Activity:
Count all lines holding "flower" in the data below and say the number, nothing more.

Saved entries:
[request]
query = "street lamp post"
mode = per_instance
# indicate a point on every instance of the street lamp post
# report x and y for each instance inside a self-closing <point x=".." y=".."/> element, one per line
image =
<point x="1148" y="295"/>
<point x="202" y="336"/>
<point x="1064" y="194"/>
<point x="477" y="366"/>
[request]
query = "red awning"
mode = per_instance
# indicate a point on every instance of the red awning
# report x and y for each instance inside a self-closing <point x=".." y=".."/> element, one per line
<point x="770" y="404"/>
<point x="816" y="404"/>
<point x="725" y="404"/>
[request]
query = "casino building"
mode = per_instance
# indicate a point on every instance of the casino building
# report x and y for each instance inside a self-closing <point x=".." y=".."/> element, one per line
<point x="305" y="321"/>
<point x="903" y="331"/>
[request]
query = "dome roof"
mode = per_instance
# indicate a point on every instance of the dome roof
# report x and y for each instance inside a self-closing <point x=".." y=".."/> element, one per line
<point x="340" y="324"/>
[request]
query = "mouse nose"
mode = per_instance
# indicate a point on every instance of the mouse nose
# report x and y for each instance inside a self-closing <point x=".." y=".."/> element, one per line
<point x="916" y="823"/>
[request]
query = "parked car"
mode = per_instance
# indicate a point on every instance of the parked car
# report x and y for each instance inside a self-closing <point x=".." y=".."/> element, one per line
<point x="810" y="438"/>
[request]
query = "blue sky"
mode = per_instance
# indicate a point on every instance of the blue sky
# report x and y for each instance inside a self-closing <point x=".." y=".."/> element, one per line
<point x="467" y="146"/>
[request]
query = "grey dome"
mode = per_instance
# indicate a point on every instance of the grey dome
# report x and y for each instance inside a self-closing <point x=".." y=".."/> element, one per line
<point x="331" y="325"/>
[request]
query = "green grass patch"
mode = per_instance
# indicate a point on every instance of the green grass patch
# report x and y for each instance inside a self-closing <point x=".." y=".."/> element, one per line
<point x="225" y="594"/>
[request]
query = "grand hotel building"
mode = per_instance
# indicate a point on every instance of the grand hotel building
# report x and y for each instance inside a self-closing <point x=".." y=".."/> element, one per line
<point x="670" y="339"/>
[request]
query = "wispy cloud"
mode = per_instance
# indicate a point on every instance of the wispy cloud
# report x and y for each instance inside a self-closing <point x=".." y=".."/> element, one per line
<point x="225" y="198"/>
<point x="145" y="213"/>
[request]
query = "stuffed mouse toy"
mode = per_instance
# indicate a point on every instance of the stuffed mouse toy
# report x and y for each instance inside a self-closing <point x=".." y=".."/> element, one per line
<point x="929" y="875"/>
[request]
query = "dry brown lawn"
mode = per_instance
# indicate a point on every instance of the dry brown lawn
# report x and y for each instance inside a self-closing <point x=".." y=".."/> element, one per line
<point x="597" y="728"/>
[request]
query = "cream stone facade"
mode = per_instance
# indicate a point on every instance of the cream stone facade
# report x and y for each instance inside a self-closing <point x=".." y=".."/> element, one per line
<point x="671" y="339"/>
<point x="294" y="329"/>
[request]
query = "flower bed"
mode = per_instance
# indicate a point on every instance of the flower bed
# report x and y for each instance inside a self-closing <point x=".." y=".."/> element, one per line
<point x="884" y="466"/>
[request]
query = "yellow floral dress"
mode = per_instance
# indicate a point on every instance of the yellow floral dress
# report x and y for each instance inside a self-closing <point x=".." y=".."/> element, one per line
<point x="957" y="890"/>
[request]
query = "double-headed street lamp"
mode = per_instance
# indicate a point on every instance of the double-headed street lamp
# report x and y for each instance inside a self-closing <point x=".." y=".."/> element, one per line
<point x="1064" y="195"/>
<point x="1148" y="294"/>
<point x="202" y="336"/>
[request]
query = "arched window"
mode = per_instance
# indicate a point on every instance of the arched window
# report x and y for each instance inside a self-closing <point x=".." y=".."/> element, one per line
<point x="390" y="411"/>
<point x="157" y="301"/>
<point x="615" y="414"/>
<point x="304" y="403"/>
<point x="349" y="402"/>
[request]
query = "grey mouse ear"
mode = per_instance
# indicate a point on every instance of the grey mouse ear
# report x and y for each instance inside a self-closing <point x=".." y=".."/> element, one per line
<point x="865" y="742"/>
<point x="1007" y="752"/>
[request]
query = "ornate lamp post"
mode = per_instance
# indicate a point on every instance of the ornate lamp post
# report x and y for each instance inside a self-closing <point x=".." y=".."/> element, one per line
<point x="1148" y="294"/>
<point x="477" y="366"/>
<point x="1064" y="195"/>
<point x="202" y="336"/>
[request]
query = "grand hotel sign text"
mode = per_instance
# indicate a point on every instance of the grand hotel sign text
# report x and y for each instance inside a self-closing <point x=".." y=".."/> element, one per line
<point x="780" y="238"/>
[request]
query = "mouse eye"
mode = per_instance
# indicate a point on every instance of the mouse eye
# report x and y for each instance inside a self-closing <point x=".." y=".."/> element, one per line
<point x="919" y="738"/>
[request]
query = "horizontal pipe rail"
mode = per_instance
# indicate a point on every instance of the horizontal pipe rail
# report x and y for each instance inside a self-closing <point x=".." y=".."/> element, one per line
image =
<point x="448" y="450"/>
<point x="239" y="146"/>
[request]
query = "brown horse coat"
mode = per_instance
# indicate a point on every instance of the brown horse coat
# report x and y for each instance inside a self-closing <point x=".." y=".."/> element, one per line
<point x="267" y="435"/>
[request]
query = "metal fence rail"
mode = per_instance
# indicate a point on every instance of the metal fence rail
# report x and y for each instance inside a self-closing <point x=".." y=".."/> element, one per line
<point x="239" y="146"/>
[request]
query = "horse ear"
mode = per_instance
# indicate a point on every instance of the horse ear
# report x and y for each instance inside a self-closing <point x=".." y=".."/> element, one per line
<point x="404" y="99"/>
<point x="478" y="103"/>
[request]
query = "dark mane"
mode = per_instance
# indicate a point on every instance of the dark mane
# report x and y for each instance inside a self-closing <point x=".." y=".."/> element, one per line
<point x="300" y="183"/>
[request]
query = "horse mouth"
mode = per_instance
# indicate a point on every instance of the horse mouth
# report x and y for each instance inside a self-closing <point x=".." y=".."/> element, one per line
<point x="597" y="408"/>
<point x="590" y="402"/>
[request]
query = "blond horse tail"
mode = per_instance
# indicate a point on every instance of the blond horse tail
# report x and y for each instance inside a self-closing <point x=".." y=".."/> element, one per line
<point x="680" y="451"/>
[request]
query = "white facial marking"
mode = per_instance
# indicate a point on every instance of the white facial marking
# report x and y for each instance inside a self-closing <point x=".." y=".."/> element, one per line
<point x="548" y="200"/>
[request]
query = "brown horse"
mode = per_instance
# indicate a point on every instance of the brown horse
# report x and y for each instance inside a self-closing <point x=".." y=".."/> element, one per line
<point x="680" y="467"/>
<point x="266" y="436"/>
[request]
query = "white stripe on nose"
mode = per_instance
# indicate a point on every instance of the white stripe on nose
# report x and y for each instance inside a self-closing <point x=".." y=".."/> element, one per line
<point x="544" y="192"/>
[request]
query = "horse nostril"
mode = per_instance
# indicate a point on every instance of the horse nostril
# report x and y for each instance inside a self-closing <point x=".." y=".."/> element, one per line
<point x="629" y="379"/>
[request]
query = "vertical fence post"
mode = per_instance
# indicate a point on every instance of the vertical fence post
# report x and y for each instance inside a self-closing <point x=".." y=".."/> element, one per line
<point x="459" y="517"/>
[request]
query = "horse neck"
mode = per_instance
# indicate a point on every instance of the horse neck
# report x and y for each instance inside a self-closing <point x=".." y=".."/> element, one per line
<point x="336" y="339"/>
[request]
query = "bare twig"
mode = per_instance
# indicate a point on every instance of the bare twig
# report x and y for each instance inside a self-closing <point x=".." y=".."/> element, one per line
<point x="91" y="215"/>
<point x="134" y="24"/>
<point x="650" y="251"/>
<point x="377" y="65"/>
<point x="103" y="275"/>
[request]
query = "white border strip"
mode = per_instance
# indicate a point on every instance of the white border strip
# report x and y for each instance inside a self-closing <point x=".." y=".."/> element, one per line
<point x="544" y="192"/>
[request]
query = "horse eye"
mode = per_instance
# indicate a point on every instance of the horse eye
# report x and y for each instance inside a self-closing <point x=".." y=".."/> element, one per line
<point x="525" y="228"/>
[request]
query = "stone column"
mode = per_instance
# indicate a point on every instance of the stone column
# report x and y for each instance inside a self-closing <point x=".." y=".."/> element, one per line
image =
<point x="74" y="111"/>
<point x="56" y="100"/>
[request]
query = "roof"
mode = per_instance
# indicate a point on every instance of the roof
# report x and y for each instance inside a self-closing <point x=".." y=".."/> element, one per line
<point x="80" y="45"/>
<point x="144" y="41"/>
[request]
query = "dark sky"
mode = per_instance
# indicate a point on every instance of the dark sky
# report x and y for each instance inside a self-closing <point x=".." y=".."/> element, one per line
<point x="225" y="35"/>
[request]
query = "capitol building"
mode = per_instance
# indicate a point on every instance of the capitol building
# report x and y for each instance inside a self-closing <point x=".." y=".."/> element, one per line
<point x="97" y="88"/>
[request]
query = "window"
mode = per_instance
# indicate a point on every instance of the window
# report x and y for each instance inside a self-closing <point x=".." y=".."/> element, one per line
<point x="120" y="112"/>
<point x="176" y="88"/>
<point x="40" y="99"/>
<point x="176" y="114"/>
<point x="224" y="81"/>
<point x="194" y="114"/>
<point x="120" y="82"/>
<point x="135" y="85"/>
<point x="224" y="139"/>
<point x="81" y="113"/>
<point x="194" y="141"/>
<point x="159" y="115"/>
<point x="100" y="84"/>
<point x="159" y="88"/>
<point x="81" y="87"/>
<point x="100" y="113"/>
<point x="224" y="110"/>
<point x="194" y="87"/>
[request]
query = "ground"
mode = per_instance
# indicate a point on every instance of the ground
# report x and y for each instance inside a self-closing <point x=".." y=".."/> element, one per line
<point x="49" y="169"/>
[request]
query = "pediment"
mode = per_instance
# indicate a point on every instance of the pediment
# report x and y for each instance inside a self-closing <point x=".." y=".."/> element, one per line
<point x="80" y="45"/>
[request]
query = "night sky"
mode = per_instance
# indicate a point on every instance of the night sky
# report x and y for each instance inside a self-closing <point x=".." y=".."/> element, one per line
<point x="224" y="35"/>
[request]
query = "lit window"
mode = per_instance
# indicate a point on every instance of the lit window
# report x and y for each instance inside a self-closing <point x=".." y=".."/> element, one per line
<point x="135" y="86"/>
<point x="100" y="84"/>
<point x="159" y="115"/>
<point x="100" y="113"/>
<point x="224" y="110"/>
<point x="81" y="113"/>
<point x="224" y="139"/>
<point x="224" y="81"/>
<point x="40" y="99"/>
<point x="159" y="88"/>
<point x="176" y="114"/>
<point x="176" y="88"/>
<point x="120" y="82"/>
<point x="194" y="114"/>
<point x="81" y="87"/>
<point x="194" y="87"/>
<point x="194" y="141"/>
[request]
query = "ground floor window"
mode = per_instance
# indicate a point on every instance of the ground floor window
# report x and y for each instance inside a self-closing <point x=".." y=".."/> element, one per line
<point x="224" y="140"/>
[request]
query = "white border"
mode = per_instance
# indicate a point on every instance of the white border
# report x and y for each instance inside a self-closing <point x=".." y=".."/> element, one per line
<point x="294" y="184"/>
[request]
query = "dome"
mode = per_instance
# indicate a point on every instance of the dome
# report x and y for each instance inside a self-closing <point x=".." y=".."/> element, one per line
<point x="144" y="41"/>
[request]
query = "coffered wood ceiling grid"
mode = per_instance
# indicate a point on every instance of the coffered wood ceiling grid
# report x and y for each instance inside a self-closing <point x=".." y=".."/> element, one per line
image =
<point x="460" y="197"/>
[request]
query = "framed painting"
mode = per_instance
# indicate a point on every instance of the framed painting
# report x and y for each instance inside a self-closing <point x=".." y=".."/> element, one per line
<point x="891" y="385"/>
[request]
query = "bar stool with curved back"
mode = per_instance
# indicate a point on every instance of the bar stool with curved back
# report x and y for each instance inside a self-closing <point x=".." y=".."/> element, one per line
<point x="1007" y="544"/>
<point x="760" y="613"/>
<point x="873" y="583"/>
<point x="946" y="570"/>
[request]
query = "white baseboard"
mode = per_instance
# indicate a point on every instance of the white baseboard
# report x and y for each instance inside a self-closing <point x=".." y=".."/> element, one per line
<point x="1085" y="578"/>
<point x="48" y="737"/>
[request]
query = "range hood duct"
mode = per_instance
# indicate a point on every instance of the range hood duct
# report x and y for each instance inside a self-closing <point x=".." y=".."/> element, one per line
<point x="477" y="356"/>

Output:
2